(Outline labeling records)
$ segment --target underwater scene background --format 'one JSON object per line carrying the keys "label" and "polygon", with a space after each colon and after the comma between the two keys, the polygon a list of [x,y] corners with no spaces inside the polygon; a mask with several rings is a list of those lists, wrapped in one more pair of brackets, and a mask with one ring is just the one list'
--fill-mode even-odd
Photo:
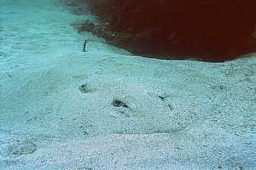
{"label": "underwater scene background", "polygon": [[256,169],[253,1],[104,2],[0,0],[0,169]]}

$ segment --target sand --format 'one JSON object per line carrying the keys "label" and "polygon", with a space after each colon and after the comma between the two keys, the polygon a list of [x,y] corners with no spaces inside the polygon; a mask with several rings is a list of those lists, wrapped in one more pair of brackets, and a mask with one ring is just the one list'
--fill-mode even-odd
{"label": "sand", "polygon": [[53,0],[1,0],[0,17],[1,170],[256,168],[255,54],[84,53],[103,40],[69,24],[93,16]]}

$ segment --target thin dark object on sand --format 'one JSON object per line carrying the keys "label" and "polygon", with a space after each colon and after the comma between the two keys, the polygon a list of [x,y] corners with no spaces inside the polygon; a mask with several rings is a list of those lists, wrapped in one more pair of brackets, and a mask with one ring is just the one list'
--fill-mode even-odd
{"label": "thin dark object on sand", "polygon": [[84,40],[84,44],[83,44],[83,52],[86,51],[86,45],[87,45],[87,40]]}

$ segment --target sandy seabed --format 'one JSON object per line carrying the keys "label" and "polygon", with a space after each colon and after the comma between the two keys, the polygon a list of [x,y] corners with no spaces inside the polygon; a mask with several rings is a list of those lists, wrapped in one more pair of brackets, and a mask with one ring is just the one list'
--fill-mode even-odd
{"label": "sandy seabed", "polygon": [[0,3],[1,170],[256,169],[255,55],[166,61],[96,42],[84,53],[103,40],[69,23],[93,16]]}

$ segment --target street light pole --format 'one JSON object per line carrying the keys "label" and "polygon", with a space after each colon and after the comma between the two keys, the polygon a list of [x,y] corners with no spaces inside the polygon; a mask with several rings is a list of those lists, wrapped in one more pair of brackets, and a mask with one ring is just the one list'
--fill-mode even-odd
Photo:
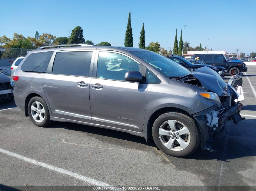
{"label": "street light pole", "polygon": [[70,31],[67,30],[65,30],[64,31],[68,31],[69,32],[69,44],[71,43],[71,41],[70,40]]}
{"label": "street light pole", "polygon": [[184,33],[185,32],[185,27],[187,26],[186,24],[184,26],[184,30],[183,31],[183,43],[182,45],[182,56],[183,56],[183,49],[184,46]]}

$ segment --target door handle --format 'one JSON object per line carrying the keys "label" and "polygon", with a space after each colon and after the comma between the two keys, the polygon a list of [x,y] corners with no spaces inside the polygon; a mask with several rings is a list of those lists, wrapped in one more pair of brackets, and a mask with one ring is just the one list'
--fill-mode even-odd
{"label": "door handle", "polygon": [[103,86],[102,86],[100,84],[95,84],[94,85],[92,84],[91,85],[91,87],[97,89],[99,89],[103,88]]}
{"label": "door handle", "polygon": [[85,84],[84,81],[78,81],[77,82],[77,85],[82,87],[86,87],[88,86],[88,84]]}

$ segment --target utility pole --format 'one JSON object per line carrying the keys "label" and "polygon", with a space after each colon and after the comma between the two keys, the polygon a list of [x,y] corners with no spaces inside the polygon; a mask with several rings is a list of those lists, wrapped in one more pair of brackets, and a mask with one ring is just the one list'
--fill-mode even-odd
{"label": "utility pole", "polygon": [[182,56],[183,56],[183,48],[184,46],[184,33],[185,32],[185,27],[187,26],[186,24],[184,26],[184,30],[183,31],[183,43],[182,45]]}

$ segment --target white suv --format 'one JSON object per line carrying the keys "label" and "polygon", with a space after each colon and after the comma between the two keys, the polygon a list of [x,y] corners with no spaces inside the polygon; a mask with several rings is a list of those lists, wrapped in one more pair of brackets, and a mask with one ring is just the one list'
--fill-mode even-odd
{"label": "white suv", "polygon": [[25,56],[18,57],[12,63],[12,65],[11,67],[11,69],[12,70],[12,74],[11,75],[12,78],[12,75],[13,75],[13,73],[16,71],[17,68],[18,67],[18,66],[19,65],[20,63],[21,63],[21,61],[23,60],[23,59],[25,57]]}

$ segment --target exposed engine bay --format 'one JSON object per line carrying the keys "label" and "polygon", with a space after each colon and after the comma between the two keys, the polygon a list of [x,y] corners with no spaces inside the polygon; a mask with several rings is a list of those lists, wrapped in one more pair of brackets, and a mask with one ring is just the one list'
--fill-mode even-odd
{"label": "exposed engine bay", "polygon": [[[201,130],[204,135],[202,137],[204,139],[202,140],[202,148],[214,151],[210,146],[212,138],[224,129],[228,122],[232,120],[236,124],[245,119],[242,118],[239,113],[242,105],[239,102],[244,99],[242,88],[242,73],[232,77],[227,83],[221,77],[214,73],[214,75],[212,76],[212,79],[210,79],[209,83],[204,80],[207,79],[209,80],[209,76],[211,75],[208,75],[207,78],[204,78],[204,74],[201,73],[203,72],[205,75],[211,74],[211,71],[206,69],[205,70],[203,68],[199,68],[191,74],[175,80],[203,88],[206,93],[213,92],[218,94],[217,97],[218,98],[215,105],[193,115],[198,122],[201,123],[200,126],[204,127],[204,129]],[[201,72],[200,70],[202,70]]]}

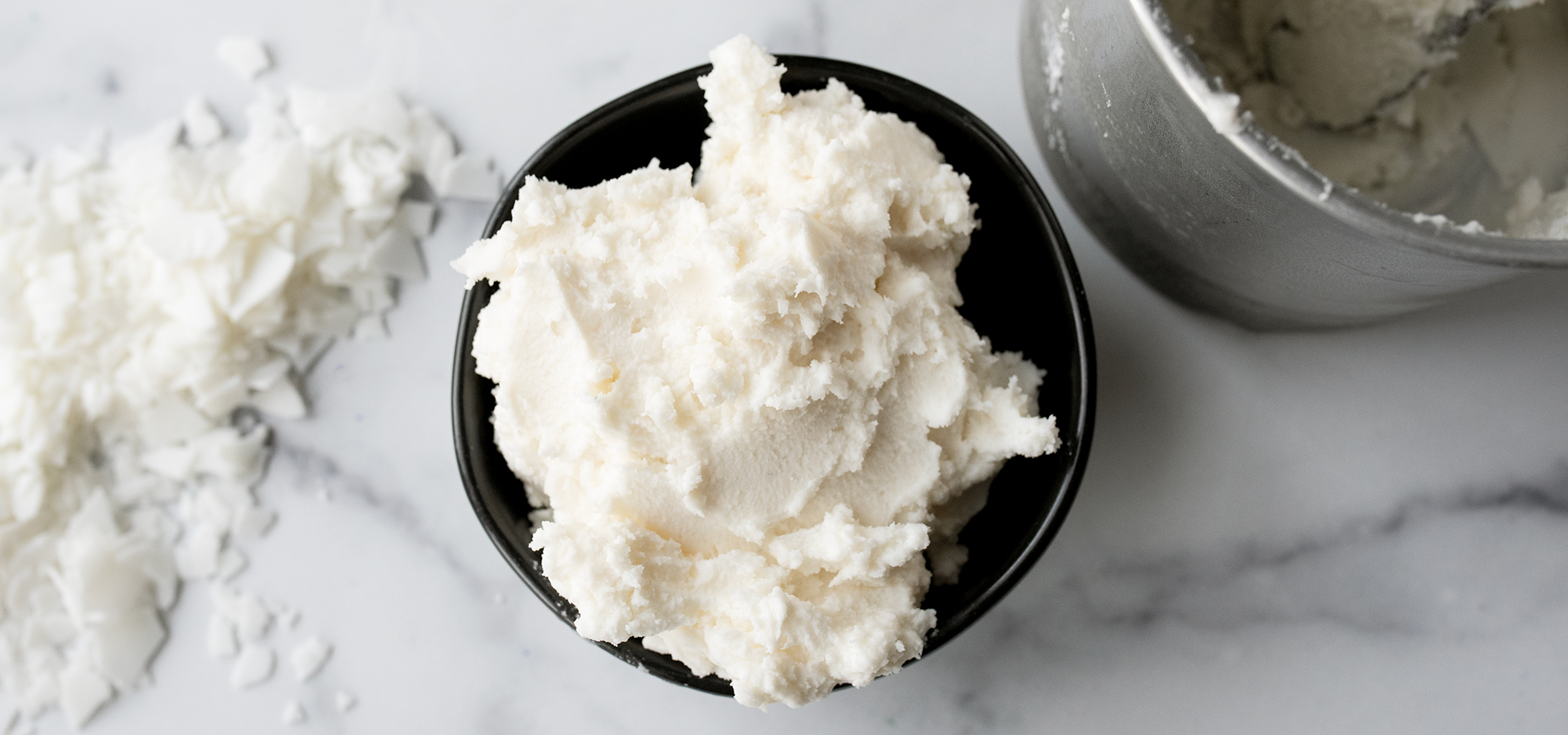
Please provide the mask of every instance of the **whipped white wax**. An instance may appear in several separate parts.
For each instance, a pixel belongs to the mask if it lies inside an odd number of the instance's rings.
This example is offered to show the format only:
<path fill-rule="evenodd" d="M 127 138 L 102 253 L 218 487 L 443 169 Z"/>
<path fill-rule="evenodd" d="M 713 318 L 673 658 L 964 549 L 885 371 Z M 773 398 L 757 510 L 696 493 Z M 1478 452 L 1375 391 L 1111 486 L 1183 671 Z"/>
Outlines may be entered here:
<path fill-rule="evenodd" d="M 1040 369 L 955 311 L 967 177 L 743 36 L 712 61 L 695 182 L 528 179 L 453 265 L 499 284 L 474 355 L 579 633 L 803 705 L 920 655 L 953 501 L 1058 440 Z"/>
<path fill-rule="evenodd" d="M 1421 221 L 1568 237 L 1568 2 L 1165 5 L 1251 119 L 1330 179 Z"/>

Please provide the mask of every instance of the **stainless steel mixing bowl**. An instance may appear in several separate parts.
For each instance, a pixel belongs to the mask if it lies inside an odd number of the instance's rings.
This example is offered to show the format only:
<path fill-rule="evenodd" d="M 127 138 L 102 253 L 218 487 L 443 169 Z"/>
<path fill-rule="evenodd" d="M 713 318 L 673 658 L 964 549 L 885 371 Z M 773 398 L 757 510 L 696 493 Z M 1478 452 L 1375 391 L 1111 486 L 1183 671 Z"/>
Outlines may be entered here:
<path fill-rule="evenodd" d="M 1417 223 L 1331 185 L 1242 121 L 1160 0 L 1024 0 L 1024 94 L 1088 228 L 1165 295 L 1259 330 L 1375 322 L 1530 269 L 1568 242 Z"/>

Written problem
Write out the lines above from the one containing "Please provide the mask of every instance of the **stainless" through the last, exactly as they are.

Problem solution
Please provide the mask of every instance of the **stainless steel mixing bowl**. An instance may appear in several separate parts.
For each instance, a pixel belongs to the mask if it lies inside an odd number of the instance's rings.
This example is offered to show the format only:
<path fill-rule="evenodd" d="M 127 138 L 102 253 L 218 487 L 443 169 Z"/>
<path fill-rule="evenodd" d="M 713 318 L 673 658 L 964 549 L 885 371 Z M 773 398 L 757 510 L 696 493 Z M 1478 452 L 1375 391 L 1111 486 L 1183 671 Z"/>
Outlines may be entered here:
<path fill-rule="evenodd" d="M 1417 223 L 1331 185 L 1242 121 L 1160 0 L 1024 0 L 1024 94 L 1088 228 L 1165 295 L 1259 330 L 1375 322 L 1530 269 L 1568 242 Z"/>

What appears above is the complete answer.